**ARTICLE**

Skip to content

Operational Modes & Deployment Patterns

This page is a technical reference for Amp’s operational modes, components, and deployment patterns. It’s intended for engineers designing, deploying, or operating Amp in development and production environments.

Amp provides several core commands that can be composed into different deployment strategies:

  • server — Query server exposing Arrow Flight and JSON Lines interfaces
  • worker — Executes scheduled extraction jobs
  • controller — Hosts the Admin API for job and dataset management
  • migrate — Applies metadata database migrations

Amp supports two primary operational modes:

  • Single-Node Mode — All components run together (local dev/testing)
  • Distributed Mode — Components deployed independently (production)

Single-node mode runs all components in one process.

  • Server, controller, and worker run together
  • Activated via ampd dev
  • Optimized for:
    • Local development
    • CI pipelines
    • Quick testing and prototyping
  • Not designed for production reliability or fault isolation

Distributed mode separates components into independent processes.

  • Server, controller, and workers run separately
  • Suitable for production deployments
  • Enables:
    • Horizontal scaling
    • Resource isolation (queries vs extraction)
    • High availability and failover
  • Exposes query interfaces (Arrow Flight and JSON Lines)
  • Serves data only
  • Does not execute extraction jobs
  • Does not provide management APIs
  • Arrow Flight (port 1602)

    • High-performance binary interface
    • gRPC-based
    • Uses Apache Arrow / Flight SQL
  • JSON Lines (port 1603)

**WORK TO DO**
1. According to the Amp deployment reference, which command activates single-node mode?
2. Continue the Amp deployment reference from the point where it stops.

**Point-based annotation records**
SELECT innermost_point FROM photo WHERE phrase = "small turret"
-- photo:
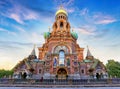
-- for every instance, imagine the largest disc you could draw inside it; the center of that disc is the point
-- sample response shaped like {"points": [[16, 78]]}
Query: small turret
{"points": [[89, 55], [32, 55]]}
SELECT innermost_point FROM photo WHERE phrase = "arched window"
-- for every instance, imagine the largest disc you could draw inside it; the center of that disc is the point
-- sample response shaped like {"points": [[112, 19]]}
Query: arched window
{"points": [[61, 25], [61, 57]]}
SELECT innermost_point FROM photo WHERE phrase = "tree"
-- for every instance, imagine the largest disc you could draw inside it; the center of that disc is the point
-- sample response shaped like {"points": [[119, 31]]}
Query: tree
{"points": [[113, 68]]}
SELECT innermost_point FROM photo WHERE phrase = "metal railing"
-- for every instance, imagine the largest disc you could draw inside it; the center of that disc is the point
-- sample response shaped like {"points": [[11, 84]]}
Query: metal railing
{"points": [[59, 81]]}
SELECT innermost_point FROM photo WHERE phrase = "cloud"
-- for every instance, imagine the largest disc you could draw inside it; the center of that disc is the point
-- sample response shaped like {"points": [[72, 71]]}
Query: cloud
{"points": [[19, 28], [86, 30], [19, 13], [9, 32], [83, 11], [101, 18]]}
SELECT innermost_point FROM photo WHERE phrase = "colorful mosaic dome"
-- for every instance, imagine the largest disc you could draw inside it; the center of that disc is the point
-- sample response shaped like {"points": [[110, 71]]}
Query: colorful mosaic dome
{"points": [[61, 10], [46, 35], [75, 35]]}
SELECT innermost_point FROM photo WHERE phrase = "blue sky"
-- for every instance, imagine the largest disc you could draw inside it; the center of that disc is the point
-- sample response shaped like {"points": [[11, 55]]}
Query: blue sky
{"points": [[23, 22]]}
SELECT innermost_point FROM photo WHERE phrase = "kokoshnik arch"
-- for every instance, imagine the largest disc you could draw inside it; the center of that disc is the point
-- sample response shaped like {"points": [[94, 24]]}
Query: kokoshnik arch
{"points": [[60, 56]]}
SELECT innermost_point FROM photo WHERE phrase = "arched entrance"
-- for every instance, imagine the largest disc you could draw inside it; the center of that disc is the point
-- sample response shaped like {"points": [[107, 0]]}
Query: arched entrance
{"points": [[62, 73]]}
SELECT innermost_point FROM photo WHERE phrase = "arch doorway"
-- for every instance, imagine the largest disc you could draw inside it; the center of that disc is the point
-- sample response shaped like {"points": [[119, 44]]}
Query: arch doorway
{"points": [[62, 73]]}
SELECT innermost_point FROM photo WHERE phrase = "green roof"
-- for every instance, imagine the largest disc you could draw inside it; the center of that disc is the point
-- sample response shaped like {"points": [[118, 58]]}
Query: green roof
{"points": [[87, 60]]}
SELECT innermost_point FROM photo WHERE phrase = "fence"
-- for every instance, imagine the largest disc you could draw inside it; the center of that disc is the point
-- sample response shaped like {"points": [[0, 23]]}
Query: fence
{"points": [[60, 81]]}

**PER-TASK ANSWERS**
1. ampd dev

2.
    • HTTP POST interface
    • Returns newline-delimited JSON (NDJSON)
    • Supports streaming and compression (gzip, brotli, deflate)
Terminal window
# Start both query servers (default)
ampd server
# Start only the Arrow Flight server
ampd server --flight-server
# Start only the JSON Lines server
ampd server --jsonl-server
# Start both explicitly
ampd server --flight-server --jsonl-server
Terminal window
curl -X POST http://localhost:1603 \
--data "SELECT * FROM 'ns/eth_mainnet'.blocks LIMIT 10"
Copy code
from pyarrow import flight
client = flight.connect("grpc://localhost:1602")
reader = client.do_get(
flight.Ticket("SELECT * FROM 'ns/eth_mainnet'.blocks LIMIT 10")
)
table = reader.read_all()
print(table.to_pandas())

Without flags, both query servers are enabled by default. When you specify any server flags, only those interfaces are enabled.

The worker executes scheduled extraction jobs in distributed deployments.

  • Runs as a standalone process
  • Coordinates with other components via the PostgreSQL metadata database

Workers:

  • Register with the metadata DB using a node ID
  • Send heartbeat signals (health)
  • Listen for job notifications (LISTEN/NOTIFY)
  • Execute dump jobs (pull data, write Parquet files)
  • Update job status and file metadata
  • Resume jobs after restarts
  • Periodically reconcile job state with the metadata DB
Terminal window
# Single worker
ampd worker --node-id worker-01
# Multiple workers for parallel extraction
ampd worker --node-id worker-01 &
ampd worker --node-id worker-02 &
ampd worker --node-id worker-03 &

Workers can use descriptive IDs, for example:

Terminal window
ampd worker --node-id eu-west-1a-worker
ampd worker --node-id us-east-1b-worker

The controller provides the Admin API for managing Amp:

  • Dataset management
  • Job creation and control
  • Worker and file metadata visibility

It runs as a standalone service and is typically deployed separately from the query server.

  • Default port: 1610
  • REST-style management interface
  • Operations include:
    • Dataset registration and versioning
    • Job deployment and status inspection
    • Job stop/delete operations
    • Worker location and file listing
Terminal window
ampd controller
Terminal window
# List all datasets
curl http://localhost:1610/datasets
# Get dataset details (specific version)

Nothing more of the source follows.